= Beginning of Section =

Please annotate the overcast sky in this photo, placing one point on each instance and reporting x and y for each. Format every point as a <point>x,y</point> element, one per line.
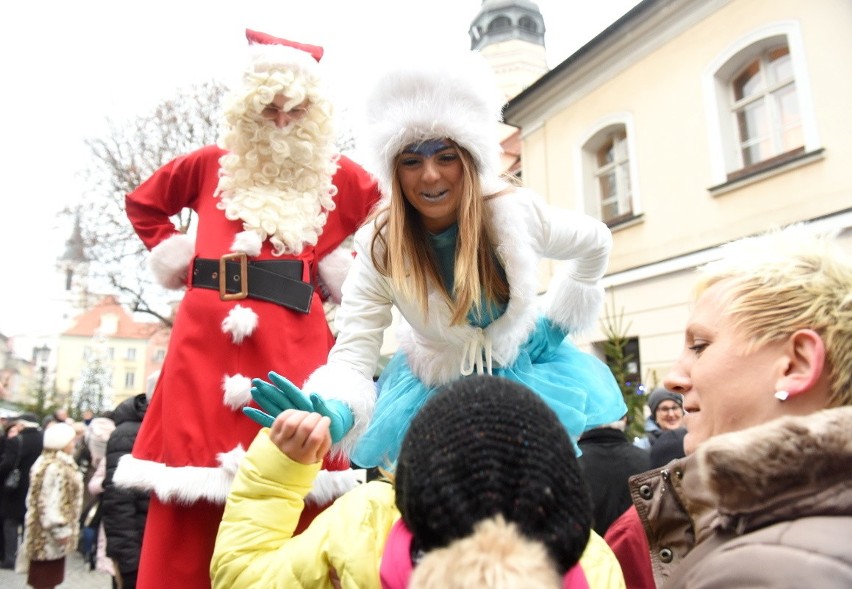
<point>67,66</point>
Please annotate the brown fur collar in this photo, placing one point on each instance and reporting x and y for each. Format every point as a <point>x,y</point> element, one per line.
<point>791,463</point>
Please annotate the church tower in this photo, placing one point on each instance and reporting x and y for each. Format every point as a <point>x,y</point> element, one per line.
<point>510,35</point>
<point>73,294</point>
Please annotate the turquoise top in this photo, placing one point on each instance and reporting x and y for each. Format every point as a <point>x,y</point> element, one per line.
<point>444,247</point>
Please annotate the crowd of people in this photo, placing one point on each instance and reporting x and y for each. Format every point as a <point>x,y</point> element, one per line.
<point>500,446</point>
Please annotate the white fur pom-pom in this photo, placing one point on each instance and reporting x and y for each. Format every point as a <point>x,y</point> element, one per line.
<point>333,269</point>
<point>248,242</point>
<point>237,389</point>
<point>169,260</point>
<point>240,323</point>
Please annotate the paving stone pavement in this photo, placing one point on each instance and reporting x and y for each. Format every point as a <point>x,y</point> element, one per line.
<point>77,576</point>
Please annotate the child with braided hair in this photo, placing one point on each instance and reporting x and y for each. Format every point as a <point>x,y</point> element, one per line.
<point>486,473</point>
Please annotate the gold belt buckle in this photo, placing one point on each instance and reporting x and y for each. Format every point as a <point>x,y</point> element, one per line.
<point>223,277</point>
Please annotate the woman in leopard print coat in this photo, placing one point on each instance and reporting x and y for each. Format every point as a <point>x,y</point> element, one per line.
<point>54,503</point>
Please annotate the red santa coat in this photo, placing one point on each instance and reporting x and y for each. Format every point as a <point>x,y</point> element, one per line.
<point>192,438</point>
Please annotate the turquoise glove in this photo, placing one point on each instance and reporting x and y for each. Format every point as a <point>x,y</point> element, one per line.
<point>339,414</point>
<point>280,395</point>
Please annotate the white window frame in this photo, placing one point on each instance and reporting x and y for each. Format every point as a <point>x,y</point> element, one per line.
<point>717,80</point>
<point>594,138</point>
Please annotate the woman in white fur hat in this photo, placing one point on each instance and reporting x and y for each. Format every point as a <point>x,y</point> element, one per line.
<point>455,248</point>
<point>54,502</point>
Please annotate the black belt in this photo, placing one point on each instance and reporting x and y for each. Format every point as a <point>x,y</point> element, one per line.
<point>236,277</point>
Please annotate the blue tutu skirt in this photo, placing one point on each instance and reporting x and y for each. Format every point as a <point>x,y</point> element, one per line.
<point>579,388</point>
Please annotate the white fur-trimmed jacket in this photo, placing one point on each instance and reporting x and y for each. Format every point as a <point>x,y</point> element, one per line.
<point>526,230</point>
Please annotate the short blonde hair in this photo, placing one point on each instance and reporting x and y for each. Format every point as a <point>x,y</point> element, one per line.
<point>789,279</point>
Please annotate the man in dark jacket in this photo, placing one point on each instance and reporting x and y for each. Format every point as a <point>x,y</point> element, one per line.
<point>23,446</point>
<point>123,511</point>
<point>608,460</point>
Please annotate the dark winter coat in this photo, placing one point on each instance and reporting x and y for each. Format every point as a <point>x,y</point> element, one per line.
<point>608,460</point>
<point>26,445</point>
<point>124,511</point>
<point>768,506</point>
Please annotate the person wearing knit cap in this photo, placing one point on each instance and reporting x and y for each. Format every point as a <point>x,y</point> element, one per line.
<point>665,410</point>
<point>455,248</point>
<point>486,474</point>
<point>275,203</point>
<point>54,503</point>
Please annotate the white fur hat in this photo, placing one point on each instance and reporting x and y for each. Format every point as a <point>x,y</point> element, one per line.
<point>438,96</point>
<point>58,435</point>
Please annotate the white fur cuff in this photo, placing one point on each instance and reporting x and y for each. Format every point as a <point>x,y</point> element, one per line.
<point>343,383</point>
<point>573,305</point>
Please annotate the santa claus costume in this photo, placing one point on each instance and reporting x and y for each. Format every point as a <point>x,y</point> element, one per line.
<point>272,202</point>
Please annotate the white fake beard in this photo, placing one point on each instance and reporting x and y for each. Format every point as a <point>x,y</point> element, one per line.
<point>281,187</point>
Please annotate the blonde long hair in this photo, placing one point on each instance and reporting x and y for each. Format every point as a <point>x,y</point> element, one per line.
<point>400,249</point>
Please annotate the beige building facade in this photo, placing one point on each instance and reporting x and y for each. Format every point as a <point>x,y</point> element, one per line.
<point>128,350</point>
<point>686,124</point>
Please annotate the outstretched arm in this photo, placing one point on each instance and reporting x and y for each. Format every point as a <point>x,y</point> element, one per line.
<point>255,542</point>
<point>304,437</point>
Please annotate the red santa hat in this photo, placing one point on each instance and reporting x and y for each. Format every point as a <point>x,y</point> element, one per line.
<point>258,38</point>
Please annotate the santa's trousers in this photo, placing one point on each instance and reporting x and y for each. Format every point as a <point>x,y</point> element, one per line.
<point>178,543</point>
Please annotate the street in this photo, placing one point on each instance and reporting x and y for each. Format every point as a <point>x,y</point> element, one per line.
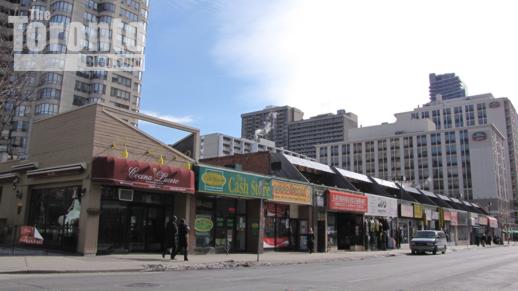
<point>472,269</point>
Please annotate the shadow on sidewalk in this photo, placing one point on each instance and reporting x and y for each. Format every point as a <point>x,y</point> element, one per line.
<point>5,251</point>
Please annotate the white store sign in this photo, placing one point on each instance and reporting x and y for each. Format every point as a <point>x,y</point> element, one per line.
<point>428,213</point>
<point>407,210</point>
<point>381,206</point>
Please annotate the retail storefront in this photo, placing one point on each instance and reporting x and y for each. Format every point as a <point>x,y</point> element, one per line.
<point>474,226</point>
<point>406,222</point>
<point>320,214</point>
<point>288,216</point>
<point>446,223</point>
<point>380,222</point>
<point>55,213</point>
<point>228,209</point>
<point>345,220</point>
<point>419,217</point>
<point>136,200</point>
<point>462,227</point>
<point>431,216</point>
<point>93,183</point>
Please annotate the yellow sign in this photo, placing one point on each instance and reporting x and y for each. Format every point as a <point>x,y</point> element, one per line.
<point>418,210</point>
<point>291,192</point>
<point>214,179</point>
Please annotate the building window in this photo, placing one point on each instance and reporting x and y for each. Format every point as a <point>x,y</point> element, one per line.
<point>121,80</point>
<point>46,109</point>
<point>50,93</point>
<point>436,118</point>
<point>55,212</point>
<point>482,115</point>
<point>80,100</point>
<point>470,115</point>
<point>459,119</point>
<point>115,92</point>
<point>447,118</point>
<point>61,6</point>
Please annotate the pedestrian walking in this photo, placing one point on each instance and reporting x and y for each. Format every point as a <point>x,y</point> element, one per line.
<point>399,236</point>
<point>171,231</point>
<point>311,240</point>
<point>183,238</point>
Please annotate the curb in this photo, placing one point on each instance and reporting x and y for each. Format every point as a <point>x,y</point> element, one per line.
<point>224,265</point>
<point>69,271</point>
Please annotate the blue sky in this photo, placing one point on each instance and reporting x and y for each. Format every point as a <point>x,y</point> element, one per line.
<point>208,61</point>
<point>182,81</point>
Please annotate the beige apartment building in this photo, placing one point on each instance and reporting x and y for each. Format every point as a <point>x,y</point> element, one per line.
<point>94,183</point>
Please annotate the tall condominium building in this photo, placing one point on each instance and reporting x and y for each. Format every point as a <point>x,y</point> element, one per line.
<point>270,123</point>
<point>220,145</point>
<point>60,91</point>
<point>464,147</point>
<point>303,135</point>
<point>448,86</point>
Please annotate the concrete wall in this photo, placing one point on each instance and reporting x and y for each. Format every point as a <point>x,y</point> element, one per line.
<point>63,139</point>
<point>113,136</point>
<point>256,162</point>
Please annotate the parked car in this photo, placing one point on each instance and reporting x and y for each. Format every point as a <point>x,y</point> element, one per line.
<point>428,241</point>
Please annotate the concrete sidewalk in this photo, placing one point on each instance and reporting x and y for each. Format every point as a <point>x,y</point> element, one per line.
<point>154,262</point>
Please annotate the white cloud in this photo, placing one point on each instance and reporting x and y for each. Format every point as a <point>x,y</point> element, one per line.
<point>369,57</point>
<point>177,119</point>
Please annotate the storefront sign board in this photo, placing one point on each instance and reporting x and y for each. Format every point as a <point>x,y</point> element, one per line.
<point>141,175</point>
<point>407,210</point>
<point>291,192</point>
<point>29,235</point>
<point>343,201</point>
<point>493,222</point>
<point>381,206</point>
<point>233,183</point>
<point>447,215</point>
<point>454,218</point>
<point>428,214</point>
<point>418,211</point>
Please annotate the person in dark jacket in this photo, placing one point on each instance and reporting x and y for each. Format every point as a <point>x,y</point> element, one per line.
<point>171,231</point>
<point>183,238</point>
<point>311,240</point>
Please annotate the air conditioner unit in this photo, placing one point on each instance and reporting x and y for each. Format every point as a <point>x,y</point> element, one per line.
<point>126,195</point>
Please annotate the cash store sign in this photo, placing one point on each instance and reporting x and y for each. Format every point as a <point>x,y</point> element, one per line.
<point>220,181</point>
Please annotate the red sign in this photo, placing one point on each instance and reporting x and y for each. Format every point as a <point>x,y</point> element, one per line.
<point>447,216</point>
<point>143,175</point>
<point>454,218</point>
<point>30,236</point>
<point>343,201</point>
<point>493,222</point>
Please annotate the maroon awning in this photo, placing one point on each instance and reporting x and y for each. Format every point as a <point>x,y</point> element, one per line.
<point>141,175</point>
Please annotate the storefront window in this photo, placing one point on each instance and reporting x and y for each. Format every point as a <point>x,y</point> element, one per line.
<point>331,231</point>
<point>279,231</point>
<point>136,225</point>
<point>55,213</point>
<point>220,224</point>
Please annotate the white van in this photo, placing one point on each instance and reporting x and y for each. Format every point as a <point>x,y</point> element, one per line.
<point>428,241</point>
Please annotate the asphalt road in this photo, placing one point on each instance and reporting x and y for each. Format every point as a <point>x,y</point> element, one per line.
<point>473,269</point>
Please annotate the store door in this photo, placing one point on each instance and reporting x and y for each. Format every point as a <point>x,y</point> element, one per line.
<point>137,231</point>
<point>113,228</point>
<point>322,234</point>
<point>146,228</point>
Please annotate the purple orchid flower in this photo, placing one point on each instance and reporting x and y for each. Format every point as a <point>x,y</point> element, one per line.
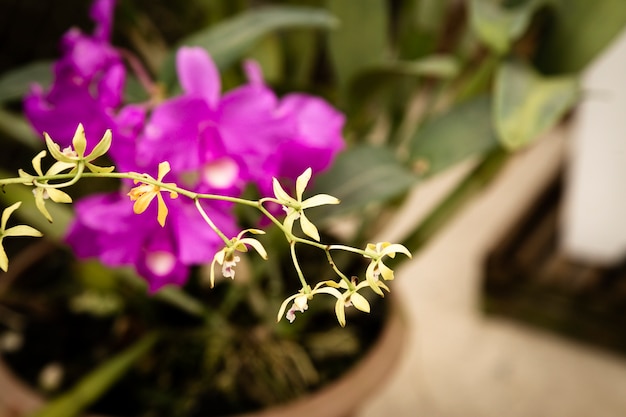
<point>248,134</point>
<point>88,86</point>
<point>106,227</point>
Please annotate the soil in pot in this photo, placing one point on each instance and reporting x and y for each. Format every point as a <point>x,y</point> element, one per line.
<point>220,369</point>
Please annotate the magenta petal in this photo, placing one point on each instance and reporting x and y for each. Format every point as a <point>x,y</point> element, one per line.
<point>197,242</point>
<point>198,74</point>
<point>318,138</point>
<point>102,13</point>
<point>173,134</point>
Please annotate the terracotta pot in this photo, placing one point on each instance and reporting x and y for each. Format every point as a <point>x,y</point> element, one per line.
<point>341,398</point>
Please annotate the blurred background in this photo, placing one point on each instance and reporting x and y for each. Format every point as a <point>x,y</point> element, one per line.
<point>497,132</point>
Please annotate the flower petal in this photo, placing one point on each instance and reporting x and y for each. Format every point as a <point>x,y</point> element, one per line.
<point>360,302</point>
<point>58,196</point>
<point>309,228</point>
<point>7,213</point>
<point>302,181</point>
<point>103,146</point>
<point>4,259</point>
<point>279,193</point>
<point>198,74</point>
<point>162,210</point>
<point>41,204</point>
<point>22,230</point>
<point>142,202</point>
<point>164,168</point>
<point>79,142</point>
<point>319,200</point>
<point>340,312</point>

= End of Section =

## GOAL OF THE EXERCISE
Could you copy exactly the lines from the one containing "Please annotate the magenta" through the end of the records above, and nothing more?

## REPLY TO THE TASK
Please annotate the magenta petal in this photo, placing one point on each instance and reporting x and y for each. Format every point as a <point>x,y</point> element, one per line.
<point>197,242</point>
<point>198,74</point>
<point>318,138</point>
<point>102,13</point>
<point>173,134</point>
Please annotate the terracotta pot in this photo, placing one point on each instance and reporting x and y for each. Format every point as a <point>x,y</point> element, one per line.
<point>341,398</point>
Please annotate the blurred background in this photo, placing one point on each instance and reporting x and y for each. Format every point as a <point>x,y</point> element, one per line.
<point>497,132</point>
Please annotate the flower petal in this photo, placing one point on each instance and reporting x and y for each. Format every point as a <point>x,y</point> element, one per line.
<point>360,302</point>
<point>58,196</point>
<point>309,228</point>
<point>7,213</point>
<point>302,181</point>
<point>103,146</point>
<point>4,259</point>
<point>279,193</point>
<point>198,74</point>
<point>162,210</point>
<point>41,204</point>
<point>22,230</point>
<point>142,202</point>
<point>164,168</point>
<point>79,142</point>
<point>319,200</point>
<point>340,312</point>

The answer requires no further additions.